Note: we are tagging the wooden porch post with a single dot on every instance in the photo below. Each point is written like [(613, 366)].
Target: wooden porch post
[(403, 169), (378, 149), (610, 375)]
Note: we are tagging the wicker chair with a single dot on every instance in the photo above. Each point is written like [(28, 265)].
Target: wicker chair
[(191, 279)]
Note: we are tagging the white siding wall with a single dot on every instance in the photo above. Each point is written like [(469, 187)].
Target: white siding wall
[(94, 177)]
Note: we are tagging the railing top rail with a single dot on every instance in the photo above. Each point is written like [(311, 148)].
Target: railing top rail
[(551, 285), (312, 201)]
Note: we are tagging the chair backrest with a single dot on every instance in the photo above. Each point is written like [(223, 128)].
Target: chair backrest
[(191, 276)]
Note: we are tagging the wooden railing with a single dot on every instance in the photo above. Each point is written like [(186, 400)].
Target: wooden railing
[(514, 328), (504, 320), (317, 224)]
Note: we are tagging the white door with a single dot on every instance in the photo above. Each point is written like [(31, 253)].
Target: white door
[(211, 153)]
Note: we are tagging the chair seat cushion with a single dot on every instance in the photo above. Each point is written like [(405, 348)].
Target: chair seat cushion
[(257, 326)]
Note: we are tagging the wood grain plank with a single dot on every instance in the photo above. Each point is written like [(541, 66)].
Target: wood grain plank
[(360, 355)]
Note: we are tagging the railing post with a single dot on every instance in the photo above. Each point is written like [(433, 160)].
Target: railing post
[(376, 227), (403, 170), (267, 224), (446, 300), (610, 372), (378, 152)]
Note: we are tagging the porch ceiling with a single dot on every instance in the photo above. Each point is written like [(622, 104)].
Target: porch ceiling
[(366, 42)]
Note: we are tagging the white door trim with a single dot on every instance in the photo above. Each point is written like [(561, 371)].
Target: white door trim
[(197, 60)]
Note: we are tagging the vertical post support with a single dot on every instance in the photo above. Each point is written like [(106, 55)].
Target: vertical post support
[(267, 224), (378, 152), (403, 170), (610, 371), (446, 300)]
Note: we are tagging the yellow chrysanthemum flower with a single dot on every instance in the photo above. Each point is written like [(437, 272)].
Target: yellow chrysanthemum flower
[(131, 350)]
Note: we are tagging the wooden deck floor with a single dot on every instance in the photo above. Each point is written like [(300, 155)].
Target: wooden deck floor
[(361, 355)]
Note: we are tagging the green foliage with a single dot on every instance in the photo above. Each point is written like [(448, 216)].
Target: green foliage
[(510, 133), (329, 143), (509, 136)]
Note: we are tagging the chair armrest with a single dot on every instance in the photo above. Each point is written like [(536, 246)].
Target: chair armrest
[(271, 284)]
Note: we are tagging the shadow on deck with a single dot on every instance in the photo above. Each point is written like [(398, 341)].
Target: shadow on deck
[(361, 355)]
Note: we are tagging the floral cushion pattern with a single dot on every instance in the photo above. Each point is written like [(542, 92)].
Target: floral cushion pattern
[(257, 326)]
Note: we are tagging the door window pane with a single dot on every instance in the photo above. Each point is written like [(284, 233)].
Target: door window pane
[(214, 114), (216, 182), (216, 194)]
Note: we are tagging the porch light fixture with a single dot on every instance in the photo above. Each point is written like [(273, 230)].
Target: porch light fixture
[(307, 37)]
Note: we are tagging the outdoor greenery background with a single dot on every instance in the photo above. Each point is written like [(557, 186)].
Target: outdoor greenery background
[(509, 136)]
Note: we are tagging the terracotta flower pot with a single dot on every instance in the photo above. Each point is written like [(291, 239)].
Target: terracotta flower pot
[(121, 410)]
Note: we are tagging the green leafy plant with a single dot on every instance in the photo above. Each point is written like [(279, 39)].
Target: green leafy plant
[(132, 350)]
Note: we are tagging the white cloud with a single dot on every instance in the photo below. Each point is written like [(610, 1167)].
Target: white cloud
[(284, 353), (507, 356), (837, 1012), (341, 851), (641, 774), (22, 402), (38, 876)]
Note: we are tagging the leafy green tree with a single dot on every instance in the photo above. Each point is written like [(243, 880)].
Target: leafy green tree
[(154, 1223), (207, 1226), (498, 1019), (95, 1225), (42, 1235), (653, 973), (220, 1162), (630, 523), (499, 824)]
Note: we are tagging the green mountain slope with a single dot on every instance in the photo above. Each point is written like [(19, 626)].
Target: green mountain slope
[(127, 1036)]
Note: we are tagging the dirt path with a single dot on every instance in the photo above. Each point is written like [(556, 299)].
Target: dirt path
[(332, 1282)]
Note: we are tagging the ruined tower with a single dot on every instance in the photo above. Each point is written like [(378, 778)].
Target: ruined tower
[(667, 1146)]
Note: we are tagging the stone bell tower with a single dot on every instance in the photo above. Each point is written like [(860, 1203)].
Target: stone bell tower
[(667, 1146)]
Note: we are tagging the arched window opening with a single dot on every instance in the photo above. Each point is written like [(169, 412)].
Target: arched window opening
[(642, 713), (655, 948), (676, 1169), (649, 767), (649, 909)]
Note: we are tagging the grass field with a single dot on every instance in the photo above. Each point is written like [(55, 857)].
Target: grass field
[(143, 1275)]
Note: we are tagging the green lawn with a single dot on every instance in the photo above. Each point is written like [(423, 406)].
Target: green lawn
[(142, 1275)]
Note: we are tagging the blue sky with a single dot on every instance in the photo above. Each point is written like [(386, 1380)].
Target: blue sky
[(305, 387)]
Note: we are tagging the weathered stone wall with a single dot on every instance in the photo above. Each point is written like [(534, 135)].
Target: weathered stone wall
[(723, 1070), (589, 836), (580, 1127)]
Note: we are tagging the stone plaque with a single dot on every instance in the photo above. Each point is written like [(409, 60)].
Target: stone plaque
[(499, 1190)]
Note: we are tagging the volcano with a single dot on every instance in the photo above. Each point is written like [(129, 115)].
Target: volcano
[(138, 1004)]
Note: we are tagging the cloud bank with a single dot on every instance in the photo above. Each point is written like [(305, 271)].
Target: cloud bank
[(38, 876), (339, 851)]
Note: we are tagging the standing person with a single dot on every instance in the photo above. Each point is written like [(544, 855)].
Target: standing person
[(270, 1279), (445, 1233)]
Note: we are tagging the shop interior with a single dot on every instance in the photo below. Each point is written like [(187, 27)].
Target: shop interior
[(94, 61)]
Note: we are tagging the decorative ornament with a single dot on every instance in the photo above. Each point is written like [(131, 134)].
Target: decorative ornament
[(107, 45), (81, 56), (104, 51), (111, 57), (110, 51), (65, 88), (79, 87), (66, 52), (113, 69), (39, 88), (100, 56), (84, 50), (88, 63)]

[WHAT NEEDS TO BE DONE]:
All lines above that hold the string "below" should be copied.

[PROBLEM SOLUTION]:
Note: we are tagging the wooden porch post with a single dot on every instance in the photo below. Each point is written like [(613, 366)].
Note: we are tagging the white cloud with a single dot on every instance in the photo below. Each point is written like [(610, 1167)].
Note: we are tagging the shop interior with a single dot on every instance in the photo below. Each point is written like [(187, 27)].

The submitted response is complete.